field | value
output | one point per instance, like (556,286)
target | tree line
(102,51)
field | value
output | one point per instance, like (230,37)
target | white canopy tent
■ ■ ■
### Written instruction
Change every "target" in the records above to "label", leaving all other text unchanged.

### Task output
field | value
output | one point per instance, like (556,286)
label | tree line
(102,51)
field | value
output | one point per instance, like (230,37)
label | white canopy tent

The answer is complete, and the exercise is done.